* TASK INSTRUCTIONS
Check each line of the entries below for the word "vanity", and copy the lines that have it.

--- DATA EXTRACTS Enclosed Below ---

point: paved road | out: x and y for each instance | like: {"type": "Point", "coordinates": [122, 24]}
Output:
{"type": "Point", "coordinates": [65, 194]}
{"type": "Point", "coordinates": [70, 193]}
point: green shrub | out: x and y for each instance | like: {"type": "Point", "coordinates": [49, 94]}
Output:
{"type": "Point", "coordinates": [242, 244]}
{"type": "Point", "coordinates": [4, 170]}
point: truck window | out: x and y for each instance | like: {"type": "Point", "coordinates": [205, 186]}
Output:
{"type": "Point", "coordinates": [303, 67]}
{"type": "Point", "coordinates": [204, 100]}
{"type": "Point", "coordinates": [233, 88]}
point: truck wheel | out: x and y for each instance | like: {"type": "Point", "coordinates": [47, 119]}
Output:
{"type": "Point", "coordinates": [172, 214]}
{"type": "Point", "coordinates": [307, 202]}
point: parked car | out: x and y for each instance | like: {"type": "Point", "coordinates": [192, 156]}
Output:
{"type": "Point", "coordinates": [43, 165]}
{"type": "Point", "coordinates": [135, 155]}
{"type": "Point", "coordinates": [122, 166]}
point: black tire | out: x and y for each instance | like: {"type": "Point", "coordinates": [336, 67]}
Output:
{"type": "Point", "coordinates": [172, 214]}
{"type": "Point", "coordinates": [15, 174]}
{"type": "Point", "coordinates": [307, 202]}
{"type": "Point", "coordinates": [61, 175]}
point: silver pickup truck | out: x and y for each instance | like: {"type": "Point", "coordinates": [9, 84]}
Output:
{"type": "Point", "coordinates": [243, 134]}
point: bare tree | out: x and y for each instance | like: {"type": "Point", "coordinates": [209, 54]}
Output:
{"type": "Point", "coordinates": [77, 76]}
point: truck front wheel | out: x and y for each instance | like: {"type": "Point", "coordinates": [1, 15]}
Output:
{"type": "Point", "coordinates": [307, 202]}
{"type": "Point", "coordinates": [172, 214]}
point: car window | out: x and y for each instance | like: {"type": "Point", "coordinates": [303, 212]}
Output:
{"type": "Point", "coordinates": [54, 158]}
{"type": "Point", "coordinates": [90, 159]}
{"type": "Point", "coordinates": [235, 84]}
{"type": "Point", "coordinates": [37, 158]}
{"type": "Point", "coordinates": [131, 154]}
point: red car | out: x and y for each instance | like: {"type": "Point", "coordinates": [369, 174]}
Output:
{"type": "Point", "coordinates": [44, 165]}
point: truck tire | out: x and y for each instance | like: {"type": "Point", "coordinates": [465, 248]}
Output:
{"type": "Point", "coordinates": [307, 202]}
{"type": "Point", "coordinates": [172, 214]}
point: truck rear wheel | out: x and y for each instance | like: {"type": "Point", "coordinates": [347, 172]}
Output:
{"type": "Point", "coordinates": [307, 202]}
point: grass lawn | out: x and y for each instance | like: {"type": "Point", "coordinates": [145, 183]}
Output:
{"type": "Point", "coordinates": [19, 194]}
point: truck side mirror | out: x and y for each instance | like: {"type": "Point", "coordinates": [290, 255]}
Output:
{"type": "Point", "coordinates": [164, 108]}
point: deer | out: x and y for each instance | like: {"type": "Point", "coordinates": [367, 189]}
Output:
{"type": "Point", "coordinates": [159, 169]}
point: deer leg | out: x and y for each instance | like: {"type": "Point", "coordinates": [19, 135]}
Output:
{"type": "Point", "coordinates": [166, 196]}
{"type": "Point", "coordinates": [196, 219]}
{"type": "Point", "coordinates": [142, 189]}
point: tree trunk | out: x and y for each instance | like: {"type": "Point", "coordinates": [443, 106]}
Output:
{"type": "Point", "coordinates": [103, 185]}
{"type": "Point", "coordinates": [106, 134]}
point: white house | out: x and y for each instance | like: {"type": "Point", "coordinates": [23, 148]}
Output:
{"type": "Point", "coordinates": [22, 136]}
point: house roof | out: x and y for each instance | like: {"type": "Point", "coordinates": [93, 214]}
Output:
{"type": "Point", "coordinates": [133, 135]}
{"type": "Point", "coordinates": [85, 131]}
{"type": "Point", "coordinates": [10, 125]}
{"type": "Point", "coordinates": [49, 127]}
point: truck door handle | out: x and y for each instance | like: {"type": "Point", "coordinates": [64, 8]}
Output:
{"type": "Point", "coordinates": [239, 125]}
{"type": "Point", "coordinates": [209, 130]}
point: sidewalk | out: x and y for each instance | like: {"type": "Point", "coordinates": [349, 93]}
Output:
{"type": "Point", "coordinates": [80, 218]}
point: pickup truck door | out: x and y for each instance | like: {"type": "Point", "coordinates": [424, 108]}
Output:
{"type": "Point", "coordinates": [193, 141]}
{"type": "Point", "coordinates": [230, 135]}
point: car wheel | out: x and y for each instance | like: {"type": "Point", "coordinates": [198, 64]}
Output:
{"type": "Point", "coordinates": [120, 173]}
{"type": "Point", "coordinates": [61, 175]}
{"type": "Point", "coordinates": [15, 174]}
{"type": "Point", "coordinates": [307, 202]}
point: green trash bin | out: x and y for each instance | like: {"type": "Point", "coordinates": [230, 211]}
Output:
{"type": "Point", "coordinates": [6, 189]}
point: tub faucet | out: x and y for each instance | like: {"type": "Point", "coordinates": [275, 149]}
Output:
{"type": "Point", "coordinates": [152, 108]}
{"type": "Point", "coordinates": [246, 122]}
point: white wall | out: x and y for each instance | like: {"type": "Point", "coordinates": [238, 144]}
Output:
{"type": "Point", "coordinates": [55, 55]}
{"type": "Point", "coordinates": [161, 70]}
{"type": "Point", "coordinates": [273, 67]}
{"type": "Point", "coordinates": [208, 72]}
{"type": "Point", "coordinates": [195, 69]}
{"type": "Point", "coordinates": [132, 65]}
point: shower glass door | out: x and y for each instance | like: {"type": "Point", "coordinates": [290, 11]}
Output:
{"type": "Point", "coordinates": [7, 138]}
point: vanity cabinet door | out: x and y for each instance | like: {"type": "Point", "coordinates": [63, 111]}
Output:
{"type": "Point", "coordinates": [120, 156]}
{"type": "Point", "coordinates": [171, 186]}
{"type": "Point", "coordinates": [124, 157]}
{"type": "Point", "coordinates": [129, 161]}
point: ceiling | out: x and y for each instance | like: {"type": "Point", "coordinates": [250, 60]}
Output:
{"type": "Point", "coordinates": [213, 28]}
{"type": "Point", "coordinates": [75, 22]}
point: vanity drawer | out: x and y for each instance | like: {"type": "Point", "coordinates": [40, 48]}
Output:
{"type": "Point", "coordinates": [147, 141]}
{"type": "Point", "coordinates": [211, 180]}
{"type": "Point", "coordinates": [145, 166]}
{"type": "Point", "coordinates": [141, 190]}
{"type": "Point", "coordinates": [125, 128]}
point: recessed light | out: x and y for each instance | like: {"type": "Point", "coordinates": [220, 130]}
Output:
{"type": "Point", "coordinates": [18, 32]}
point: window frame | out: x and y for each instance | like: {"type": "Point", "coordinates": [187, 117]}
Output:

--- End of Enclosed DATA EXTRACTS ---

* ANSWER TO THIS PROBLEM
point: vanity cabinet door | out: x and y for each instance | like: {"type": "Point", "coordinates": [63, 111]}
point: vanity drawer | out: x and y for each instance | like: {"type": "Point", "coordinates": [40, 48]}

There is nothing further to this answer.